▸ **GIVEN INSTRUCTION**
Put the part of the listing below that opens with the line containing "Where can the parked bus" and closes with the line containing "<point>168,282</point>" into a Markdown table with two columns, Row and Line. Number each line in Row, leave out blank lines, and include both end lines.
::: MATERIAL FOR THE TASK :::
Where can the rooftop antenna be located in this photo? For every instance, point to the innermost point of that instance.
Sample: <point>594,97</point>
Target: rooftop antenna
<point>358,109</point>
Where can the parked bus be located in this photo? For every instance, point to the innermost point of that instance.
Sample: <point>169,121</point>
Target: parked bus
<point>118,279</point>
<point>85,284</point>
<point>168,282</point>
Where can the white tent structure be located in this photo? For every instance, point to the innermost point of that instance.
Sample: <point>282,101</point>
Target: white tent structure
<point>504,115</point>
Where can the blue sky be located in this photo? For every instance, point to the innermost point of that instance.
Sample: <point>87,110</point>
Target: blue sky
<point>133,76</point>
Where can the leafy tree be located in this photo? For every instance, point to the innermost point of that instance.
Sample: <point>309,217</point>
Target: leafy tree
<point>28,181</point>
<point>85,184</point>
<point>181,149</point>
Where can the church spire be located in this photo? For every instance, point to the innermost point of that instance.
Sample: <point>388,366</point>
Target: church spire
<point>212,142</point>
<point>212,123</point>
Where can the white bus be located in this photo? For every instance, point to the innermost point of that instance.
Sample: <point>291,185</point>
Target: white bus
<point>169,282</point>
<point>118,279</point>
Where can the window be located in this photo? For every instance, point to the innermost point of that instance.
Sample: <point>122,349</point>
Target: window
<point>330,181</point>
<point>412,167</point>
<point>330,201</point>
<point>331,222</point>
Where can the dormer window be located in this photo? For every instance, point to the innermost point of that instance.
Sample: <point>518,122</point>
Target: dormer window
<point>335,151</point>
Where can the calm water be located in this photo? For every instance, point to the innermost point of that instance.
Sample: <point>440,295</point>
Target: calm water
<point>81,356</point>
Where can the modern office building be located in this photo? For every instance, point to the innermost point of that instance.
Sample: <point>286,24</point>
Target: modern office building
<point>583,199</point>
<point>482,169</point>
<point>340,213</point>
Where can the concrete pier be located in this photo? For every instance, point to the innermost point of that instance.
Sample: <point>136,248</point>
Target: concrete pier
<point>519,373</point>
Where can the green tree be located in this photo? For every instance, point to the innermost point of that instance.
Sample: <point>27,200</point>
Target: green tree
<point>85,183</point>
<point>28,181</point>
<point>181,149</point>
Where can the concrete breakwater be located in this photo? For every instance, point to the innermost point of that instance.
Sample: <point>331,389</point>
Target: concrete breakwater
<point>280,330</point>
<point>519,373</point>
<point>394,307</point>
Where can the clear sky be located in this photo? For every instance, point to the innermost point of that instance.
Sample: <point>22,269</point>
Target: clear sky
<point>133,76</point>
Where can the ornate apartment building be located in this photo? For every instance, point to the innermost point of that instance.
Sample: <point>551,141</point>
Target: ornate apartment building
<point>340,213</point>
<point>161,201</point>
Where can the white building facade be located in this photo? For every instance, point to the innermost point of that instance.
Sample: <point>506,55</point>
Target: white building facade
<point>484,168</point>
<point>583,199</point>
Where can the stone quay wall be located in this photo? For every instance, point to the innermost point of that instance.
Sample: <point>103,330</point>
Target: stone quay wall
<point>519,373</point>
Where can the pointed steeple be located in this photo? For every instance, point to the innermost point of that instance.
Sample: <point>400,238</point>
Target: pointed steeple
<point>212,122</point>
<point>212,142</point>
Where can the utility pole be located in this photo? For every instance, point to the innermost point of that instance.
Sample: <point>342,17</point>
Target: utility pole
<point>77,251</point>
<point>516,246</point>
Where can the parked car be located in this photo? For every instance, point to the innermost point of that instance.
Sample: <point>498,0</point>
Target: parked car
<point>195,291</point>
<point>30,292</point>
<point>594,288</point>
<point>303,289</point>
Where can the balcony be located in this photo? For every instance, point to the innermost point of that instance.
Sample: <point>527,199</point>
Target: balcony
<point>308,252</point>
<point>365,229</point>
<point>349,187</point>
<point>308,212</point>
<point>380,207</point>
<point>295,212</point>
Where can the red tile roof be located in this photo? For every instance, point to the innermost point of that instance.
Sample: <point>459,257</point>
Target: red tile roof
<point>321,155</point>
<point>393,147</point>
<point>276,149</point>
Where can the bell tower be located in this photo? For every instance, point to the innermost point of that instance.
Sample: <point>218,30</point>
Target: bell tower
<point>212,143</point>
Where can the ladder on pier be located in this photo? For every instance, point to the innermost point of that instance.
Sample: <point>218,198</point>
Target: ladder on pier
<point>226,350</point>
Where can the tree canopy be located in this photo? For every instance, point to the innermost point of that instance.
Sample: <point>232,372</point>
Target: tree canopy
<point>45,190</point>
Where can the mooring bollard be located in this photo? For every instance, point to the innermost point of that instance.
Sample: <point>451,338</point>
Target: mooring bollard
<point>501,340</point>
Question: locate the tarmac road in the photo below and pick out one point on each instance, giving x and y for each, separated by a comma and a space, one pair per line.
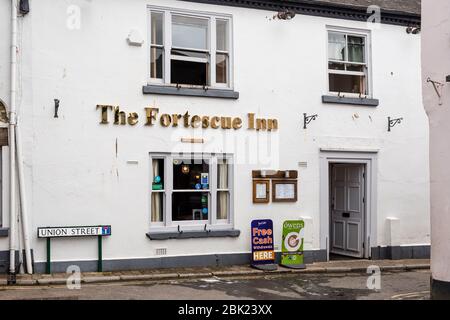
413, 285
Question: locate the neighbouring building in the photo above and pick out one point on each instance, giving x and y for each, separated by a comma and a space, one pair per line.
160, 117
435, 78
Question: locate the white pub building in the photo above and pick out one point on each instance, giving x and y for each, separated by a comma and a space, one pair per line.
169, 126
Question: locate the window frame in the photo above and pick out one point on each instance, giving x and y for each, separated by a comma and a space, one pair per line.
211, 51
366, 34
168, 225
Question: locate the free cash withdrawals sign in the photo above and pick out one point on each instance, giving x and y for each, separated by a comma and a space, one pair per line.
61, 232
262, 242
292, 244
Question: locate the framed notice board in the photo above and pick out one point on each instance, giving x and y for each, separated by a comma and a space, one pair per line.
261, 191
284, 190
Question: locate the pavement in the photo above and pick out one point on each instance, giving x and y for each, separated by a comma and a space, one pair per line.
157, 275
391, 285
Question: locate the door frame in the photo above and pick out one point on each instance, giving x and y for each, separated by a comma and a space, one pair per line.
363, 157
363, 205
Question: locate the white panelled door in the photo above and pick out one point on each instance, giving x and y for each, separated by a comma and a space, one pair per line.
347, 210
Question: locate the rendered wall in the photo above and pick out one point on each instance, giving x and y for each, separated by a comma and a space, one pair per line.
75, 177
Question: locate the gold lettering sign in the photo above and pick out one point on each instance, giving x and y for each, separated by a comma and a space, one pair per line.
153, 116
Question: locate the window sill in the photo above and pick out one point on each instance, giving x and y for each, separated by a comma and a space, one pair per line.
232, 233
192, 92
353, 101
4, 232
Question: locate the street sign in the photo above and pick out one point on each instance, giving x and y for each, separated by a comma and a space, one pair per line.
74, 232
263, 254
292, 244
61, 232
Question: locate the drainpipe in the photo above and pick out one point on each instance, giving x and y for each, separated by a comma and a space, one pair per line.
23, 202
12, 142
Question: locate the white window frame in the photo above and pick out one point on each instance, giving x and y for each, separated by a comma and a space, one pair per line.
368, 61
212, 223
211, 50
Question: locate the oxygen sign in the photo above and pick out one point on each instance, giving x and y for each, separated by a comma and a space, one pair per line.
292, 244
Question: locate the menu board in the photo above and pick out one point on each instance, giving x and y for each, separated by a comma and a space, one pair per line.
284, 191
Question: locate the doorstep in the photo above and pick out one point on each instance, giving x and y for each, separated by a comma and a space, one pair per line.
352, 266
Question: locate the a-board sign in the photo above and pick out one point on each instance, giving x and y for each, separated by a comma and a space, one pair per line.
262, 243
82, 231
292, 244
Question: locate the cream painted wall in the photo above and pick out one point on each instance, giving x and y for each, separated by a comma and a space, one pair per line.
436, 66
75, 178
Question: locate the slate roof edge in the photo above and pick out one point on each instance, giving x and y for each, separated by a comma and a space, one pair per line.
322, 9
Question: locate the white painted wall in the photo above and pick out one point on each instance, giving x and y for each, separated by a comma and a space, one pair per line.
75, 177
436, 66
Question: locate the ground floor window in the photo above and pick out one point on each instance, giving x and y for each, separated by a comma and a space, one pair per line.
193, 189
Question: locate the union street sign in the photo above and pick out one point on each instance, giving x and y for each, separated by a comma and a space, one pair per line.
61, 232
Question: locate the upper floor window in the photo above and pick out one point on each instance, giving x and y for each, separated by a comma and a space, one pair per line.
348, 69
190, 49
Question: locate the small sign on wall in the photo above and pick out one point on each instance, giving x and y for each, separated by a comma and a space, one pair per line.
61, 232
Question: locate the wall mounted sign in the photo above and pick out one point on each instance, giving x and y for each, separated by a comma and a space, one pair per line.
61, 232
152, 116
263, 254
284, 191
261, 191
75, 232
292, 244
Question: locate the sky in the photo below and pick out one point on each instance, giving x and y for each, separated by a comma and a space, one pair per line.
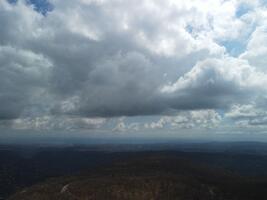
151, 68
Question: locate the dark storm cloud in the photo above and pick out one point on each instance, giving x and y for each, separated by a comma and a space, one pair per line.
112, 58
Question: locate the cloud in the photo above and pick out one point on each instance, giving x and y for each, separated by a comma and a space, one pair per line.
216, 83
188, 119
87, 60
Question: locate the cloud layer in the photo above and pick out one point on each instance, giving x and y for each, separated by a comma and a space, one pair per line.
83, 62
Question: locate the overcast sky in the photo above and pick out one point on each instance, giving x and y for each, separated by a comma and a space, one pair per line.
130, 67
:::
▸ **RESPONSE TO THIS EXERCISE**
| Row | Line |
|---|---|
| 1 | Where can the parked bus be located in this photo? For every instance, point to the innermost point of that instance. |
| 2 | Sample: <point>169,121</point> |
| 3 | Target: parked bus |
| 4 | <point>118,279</point> |
| 5 | <point>85,284</point> |
| 6 | <point>168,282</point> |